## What needs to be done
Rewrite the rows from the one containing "Can you tell me where the staircase" down to the one containing "top-left (0, 61), bottom-right (5, 168)", changing "Report the region" to "Give the area" and keeping everything else the same. Give back only those rows.

## The data
※ ※ ※
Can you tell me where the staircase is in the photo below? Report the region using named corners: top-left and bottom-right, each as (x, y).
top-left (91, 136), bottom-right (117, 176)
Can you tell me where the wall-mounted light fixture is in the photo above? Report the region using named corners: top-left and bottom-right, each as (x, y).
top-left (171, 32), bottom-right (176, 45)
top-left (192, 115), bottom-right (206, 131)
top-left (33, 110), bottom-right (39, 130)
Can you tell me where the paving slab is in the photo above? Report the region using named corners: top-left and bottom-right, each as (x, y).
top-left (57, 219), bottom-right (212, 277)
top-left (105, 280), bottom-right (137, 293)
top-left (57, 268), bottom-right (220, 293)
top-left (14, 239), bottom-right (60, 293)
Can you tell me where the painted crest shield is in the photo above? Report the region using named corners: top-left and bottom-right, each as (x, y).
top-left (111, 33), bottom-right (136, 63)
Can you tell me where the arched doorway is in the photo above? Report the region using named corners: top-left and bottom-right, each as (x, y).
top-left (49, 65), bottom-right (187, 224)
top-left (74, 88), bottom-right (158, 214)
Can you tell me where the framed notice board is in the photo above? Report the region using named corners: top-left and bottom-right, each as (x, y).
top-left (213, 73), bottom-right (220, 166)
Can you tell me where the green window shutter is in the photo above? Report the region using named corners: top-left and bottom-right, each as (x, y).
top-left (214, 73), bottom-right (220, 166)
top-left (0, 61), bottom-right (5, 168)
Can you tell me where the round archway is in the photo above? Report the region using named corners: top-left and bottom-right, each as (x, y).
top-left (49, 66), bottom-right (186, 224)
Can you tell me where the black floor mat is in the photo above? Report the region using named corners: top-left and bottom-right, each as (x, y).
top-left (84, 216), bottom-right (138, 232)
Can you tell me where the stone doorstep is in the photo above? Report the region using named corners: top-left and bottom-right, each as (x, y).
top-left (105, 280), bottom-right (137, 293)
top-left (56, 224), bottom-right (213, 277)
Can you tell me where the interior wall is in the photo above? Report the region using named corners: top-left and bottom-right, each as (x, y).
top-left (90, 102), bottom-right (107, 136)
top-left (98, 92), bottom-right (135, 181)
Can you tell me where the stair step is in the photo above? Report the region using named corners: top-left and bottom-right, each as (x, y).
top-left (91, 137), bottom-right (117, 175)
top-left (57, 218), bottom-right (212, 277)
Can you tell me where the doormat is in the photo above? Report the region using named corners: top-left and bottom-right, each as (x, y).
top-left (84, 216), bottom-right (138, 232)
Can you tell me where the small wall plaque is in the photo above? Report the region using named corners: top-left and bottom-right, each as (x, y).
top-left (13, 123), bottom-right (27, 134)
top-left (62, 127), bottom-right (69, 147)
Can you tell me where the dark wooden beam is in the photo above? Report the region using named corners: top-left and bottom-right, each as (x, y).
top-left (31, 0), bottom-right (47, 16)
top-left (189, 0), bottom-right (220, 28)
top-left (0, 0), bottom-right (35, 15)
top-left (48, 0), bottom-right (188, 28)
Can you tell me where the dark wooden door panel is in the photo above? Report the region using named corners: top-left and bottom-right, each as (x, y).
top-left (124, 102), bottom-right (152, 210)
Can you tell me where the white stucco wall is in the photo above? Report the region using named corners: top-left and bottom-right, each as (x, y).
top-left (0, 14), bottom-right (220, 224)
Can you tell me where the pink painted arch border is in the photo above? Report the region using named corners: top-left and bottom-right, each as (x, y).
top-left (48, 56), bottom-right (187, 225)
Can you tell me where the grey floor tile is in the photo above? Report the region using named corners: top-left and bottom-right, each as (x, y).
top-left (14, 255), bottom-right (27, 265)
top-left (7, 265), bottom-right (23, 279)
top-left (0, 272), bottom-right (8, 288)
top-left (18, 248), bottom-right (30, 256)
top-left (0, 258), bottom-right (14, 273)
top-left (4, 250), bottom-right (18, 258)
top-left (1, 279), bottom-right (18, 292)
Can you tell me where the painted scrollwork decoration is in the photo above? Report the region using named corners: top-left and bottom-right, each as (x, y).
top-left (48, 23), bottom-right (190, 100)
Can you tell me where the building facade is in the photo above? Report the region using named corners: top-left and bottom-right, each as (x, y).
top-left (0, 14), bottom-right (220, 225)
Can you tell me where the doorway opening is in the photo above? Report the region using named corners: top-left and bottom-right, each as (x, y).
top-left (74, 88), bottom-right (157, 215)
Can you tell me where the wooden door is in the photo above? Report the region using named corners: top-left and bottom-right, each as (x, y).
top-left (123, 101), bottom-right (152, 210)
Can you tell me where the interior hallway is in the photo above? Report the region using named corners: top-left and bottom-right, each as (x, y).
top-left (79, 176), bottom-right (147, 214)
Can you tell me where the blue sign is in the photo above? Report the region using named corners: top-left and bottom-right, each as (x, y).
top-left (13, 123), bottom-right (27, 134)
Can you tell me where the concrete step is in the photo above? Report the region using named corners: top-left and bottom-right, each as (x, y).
※ ※ ※
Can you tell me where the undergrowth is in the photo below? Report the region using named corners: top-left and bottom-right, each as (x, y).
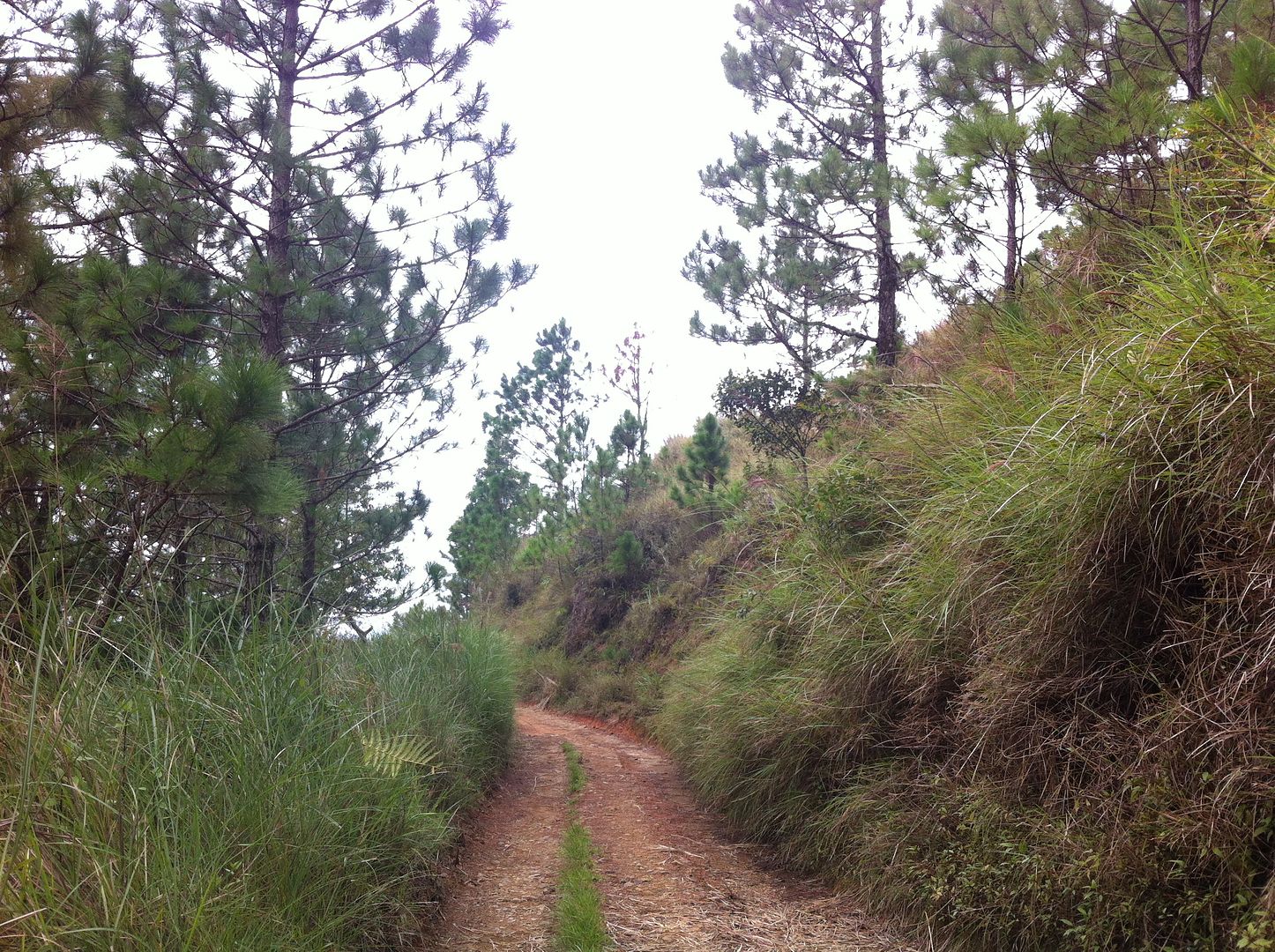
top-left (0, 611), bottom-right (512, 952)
※ ※ ※
## Exercise answer
Can you tell me where the staircase is in the photo below? Give the area using named corners: top-left and bottom-right, each as (x, y).
top-left (91, 136), bottom-right (117, 176)
Can you tell me where the wall-mounted light fixture is in the photo above? Give the area using named corners: top-left and bottom-right, each as (x, y).
top-left (171, 32), bottom-right (176, 45)
top-left (192, 115), bottom-right (206, 131)
top-left (33, 110), bottom-right (39, 130)
Can you tell me where the paving slab is in the photo above? Give the area using named corners: top-left and bottom-right, each as (x, y).
top-left (57, 219), bottom-right (212, 277)
top-left (105, 280), bottom-right (137, 293)
top-left (57, 268), bottom-right (220, 293)
top-left (14, 239), bottom-right (60, 293)
Can you tell me where the painted crest shield is in the photo above? Give the area using named corners: top-left and bottom-right, each as (x, y).
top-left (111, 33), bottom-right (136, 63)
Can you tell me where the arched doorway is in the photo above? Give the area using named corners: top-left and bottom-right, each as (x, y).
top-left (49, 65), bottom-right (187, 224)
top-left (74, 88), bottom-right (158, 214)
Can you tell me where the framed notice board is in the photo above? Give the area using named corners: top-left and bottom-right, each as (x, y).
top-left (213, 73), bottom-right (220, 166)
Can you tell me where the green window shutter is in the photo above? Give the area using named corners: top-left and bottom-right, each as (x, y).
top-left (214, 73), bottom-right (220, 166)
top-left (0, 61), bottom-right (5, 168)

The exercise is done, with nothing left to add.